● OBJETIVO
Por favor, informe quantos graus o verão europeu marca à sombra, segundo o texto sobre Milão.

● TEXTO DE ORIGEM
Na "capital da moda"", você faz a pé o trajeto obrigatório das compras, enquanto o verão europeu crava 38 graus à sombra e o transforma em uma paródia da manjada elegância milanesa: perna inchada, roupa vencida, pele melada de suor. Só falta mesmo passar farinha para fritar ainda mais.
Tem que suar a camiseta até chegar à esnobe galeria Vittorio Emanuelle ll, espécie de precursora dos shoppings. Ali, você integra o enxame de forasteiros que olham para a vitrine da Prada com a mesma reverência com que olharão para a "A Última Ceia", caso consigam agendar uma visita à igreja Santa Maria delle Grazie.
Pode-se até desistir de ver Da Vinci, mas de comprar ninguém desiste em Milão. Problema de caixa não é questão, porque ali mesmo, na entrada suntuosa da galeria, estão os camelôs, os uniformes mal-acabados do time local, as versões genéricas das bolsas que habitaram as vitrines na coleção passada e outras coisas que são "típicas" em qualquer parte do mundo.

● REGISTROS DE DADOS
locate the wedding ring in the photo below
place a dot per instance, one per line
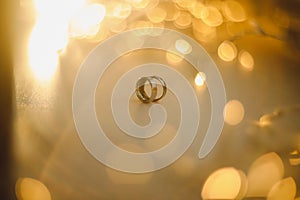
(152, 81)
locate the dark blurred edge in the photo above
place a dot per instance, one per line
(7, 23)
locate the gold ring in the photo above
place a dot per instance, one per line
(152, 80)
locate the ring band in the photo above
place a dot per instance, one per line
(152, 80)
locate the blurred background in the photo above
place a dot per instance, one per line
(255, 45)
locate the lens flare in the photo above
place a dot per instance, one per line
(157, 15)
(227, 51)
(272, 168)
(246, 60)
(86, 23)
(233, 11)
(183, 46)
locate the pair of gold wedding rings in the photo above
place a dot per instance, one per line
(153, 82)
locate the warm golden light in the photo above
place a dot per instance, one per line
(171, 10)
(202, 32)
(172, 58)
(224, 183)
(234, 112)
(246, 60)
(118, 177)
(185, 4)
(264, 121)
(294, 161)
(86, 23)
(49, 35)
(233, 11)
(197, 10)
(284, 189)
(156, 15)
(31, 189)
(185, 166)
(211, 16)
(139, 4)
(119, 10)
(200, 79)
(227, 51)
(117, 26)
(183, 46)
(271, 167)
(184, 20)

--

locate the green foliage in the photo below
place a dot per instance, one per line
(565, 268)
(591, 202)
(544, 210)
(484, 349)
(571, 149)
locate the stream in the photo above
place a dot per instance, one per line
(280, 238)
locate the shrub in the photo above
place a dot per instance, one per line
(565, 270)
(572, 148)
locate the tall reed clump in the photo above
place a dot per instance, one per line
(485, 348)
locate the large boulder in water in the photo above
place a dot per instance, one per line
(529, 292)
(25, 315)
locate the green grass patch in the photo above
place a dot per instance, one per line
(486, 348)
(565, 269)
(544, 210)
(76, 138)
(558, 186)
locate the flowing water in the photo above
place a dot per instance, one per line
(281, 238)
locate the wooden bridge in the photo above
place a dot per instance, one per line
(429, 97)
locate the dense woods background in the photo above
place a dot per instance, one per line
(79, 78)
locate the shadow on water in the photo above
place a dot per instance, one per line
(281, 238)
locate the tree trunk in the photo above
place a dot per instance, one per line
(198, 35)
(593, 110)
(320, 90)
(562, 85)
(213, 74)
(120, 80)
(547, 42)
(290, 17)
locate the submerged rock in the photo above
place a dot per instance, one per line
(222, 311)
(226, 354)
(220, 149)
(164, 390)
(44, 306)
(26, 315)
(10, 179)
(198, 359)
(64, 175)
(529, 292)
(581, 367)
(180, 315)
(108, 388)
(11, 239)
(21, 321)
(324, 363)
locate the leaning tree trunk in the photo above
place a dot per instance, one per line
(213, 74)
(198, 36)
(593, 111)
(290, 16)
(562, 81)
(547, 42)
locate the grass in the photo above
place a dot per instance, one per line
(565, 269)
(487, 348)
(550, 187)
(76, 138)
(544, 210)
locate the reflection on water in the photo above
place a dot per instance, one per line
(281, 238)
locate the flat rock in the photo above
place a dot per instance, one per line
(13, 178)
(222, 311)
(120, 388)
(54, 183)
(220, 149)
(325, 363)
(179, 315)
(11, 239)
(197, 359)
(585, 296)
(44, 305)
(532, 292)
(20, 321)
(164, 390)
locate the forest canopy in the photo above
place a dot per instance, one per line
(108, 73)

● RESULTADO
38 graus à sombra.